• _Stated exercise_: Update the data below by changing every "instance" to "occurrence" and leaving all other text as it is.

• _Input rows_:
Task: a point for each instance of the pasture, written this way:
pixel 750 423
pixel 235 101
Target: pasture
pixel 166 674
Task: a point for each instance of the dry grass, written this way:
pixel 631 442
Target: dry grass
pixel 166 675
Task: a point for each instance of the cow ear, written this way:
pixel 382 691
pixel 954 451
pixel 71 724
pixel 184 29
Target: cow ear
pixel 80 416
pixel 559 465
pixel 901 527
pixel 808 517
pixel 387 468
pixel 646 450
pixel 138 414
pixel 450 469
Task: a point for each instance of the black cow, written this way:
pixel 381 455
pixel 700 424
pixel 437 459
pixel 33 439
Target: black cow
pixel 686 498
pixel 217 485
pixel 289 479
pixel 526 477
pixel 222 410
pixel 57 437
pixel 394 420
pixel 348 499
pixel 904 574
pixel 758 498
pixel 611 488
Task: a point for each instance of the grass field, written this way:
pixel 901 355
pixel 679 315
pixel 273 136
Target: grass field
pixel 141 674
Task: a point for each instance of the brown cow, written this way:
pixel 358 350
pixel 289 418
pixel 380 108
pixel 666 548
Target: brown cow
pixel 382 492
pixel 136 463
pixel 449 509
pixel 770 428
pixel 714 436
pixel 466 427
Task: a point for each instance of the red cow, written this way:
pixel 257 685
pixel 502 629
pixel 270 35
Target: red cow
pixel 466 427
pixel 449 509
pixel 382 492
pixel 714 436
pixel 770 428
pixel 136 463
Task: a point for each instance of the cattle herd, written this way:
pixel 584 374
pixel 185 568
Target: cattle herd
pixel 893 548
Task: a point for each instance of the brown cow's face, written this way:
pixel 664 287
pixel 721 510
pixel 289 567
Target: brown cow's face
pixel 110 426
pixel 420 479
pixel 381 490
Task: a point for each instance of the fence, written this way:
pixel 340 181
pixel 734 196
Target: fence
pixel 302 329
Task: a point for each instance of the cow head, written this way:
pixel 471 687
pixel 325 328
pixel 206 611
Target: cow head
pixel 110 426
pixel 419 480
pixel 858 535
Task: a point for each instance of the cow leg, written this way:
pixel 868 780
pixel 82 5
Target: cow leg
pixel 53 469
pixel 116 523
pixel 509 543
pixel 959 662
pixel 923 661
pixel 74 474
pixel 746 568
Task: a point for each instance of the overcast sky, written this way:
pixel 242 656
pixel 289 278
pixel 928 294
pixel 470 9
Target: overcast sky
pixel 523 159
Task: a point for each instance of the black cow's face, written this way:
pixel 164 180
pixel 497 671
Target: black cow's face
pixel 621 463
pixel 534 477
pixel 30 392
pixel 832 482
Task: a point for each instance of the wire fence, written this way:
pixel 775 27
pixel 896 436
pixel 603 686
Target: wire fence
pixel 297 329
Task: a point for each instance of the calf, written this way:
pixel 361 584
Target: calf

• _Solution to this exercise_:
Task: a point for each occurrence of the pasture, written this way:
pixel 750 423
pixel 235 101
Target: pasture
pixel 166 674
Task: a point for each occurrence of the dry grass, written this way:
pixel 631 442
Target: dry grass
pixel 166 675
Task: a point for each occurrence of the cow ear, written this way:
pixel 382 691
pixel 954 451
pixel 71 724
pixel 184 29
Target: cow ear
pixel 80 416
pixel 559 465
pixel 901 527
pixel 808 517
pixel 387 468
pixel 646 450
pixel 138 414
pixel 450 469
Task: a point for each occurrence of the black cow, written this way:
pixel 381 455
pixel 700 424
pixel 437 459
pixel 33 439
Target: black cow
pixel 686 498
pixel 217 485
pixel 289 479
pixel 526 477
pixel 222 410
pixel 57 437
pixel 394 420
pixel 348 499
pixel 904 574
pixel 758 498
pixel 611 488
Task: a point for each occurrence of the grass field, written this way:
pixel 901 355
pixel 679 315
pixel 273 136
Target: grass field
pixel 141 674
Task: a point for each occurrence of the brown cow, written this way:
pixel 358 350
pixel 289 418
pixel 380 108
pixel 666 548
Target: brown cow
pixel 382 492
pixel 136 463
pixel 449 509
pixel 770 428
pixel 714 436
pixel 466 427
Task: a point for each occurrence of the red cow, written this way:
pixel 257 685
pixel 502 629
pixel 270 35
Target: red cow
pixel 466 427
pixel 449 509
pixel 382 492
pixel 714 436
pixel 770 428
pixel 136 463
Task: a point for each occurrence of the cattle herd, written this way:
pixel 584 374
pixel 185 568
Target: cattle herd
pixel 893 548
Task: a point for each occurrence of the brown cow's face, written this way:
pixel 664 287
pixel 721 510
pixel 289 567
Target: brown cow's face
pixel 110 426
pixel 420 479
pixel 381 490
Task: a point for each occurrence of the fence, written this way:
pixel 340 181
pixel 734 196
Target: fence
pixel 302 329
Task: a point for each occurrence of the cow head, written this way:
pixel 471 687
pixel 325 328
pixel 206 611
Target: cow head
pixel 110 426
pixel 419 480
pixel 858 535
Task: a point for each occurrence of the cow leg, written this way:
pixel 868 780
pixel 82 5
Target: cow leg
pixel 53 469
pixel 116 523
pixel 509 543
pixel 959 662
pixel 923 661
pixel 74 474
pixel 746 568
Task: a point for each occurrence of the overcast sky, written this way:
pixel 242 656
pixel 289 278
pixel 928 294
pixel 470 9
Target: overcast sky
pixel 523 159
Task: a point for each occurrence of the black cow's face, written this way:
pixel 164 180
pixel 497 671
Target: black cow's face
pixel 621 463
pixel 534 477
pixel 30 392
pixel 832 482
Task: a point for each occurrence of the wire fence, written this way:
pixel 775 27
pixel 896 436
pixel 603 686
Target: wire fence
pixel 297 329
Task: a point for each occurrence of the calf, written this way:
pixel 361 584
Target: calf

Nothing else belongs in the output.